(Data items)
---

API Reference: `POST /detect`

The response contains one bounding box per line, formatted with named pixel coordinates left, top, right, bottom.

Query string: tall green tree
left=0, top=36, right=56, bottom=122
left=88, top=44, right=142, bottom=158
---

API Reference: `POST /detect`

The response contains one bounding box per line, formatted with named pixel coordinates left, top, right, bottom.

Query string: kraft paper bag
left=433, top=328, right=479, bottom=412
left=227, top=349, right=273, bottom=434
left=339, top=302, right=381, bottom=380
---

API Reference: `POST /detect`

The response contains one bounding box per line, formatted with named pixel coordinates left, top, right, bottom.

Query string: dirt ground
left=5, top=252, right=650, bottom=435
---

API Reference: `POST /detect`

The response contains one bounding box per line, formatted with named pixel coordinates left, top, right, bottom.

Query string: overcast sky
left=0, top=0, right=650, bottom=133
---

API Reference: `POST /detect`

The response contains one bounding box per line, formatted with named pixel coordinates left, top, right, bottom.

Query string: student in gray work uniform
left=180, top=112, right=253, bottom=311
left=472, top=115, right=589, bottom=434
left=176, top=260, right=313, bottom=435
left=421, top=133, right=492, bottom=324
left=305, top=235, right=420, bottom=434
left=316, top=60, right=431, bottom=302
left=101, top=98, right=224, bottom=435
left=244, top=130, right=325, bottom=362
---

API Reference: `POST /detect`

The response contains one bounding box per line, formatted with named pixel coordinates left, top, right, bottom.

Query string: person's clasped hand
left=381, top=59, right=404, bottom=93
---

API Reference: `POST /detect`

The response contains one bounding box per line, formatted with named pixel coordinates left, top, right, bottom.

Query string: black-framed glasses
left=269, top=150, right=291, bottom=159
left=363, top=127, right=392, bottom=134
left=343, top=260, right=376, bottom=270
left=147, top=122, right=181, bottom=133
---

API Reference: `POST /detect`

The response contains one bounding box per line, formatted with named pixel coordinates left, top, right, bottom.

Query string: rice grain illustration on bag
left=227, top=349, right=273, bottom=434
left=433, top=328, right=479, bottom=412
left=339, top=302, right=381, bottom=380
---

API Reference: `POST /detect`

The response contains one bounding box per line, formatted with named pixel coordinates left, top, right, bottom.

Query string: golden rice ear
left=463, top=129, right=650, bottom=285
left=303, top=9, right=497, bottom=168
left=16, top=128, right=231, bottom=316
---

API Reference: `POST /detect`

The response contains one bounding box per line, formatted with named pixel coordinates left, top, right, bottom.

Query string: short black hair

What you should do:
Rewrite all of the material above, switching each occurrence of "Query string" to "Search phrase" and leaving everything else unchanged.

Response to the exercise:
---

API Reference: `POST /detect`

The response contains one bounding box per line, formatted with named pixel coordinates left, top, right, bottom.

Search phrase: tall green tree
left=0, top=36, right=56, bottom=122
left=88, top=44, right=142, bottom=158
---

API Reference: `POST /detect`

The response contains one bounding box per line, formatted with named pixel coordinates left, top, right, bottom.

Search phrase: kraft paper bag
left=433, top=328, right=479, bottom=412
left=227, top=349, right=273, bottom=434
left=339, top=302, right=381, bottom=380
---

API Reference: `POST /detect`

The response contains one bounding box per line, formatted with named pixel coordinates left, top, right, bottom.

Search phrase: dirt ground
left=5, top=252, right=650, bottom=435
---

API Reference: `POST /detect`

The response contains one bounding box per line, formatted with named pixel coordinates left, top, right, bottom.

Search phrase: overcast sky
left=0, top=0, right=650, bottom=133
---

API Reference: `POST /detect`

The response contains one bounding box per line, formatted with named pixel coordinates left, top, right, bottom.

Search phrase: student in gray work uniform
left=180, top=112, right=253, bottom=311
left=472, top=115, right=589, bottom=434
left=176, top=260, right=313, bottom=435
left=421, top=133, right=492, bottom=324
left=305, top=235, right=420, bottom=434
left=316, top=60, right=431, bottom=302
left=101, top=98, right=224, bottom=435
left=244, top=130, right=325, bottom=362
---

API Reference: `POST /detect`

The response contains one bounding box per line, formatted with named pixel coordinates left, top, right, bottom.

Search phrase: person's clasped hand
left=381, top=59, right=404, bottom=93
---

API Reference: `POST /detect`

The response contains one bounding box per line, formatted with named pixel coordinates left, top, right, bottom.

Search phrase: black-framed glasses
left=269, top=150, right=291, bottom=159
left=363, top=127, right=392, bottom=134
left=343, top=260, right=376, bottom=270
left=147, top=122, right=181, bottom=133
---

API Reference: `POST /detect`

The response contains one bounding box per line, formatted with named pixel coordinates left, top, right, bottom.

Search phrase: rice grain illustration on bag
left=227, top=349, right=273, bottom=434
left=433, top=328, right=479, bottom=412
left=339, top=302, right=381, bottom=380
---

API Reference: `POST /detect`

The response contains one bounding box per line, formatted with named pixel coordinates left, top, right, bottom.

Search phrase: golden rice ear
left=463, top=129, right=650, bottom=285
left=303, top=9, right=497, bottom=168
left=16, top=128, right=231, bottom=316
---

API Reference: `POST /detect`

The response contains one bounding box per line, formatted with named pixel coordinates left, top, right, bottom.

Search phrase: short black hair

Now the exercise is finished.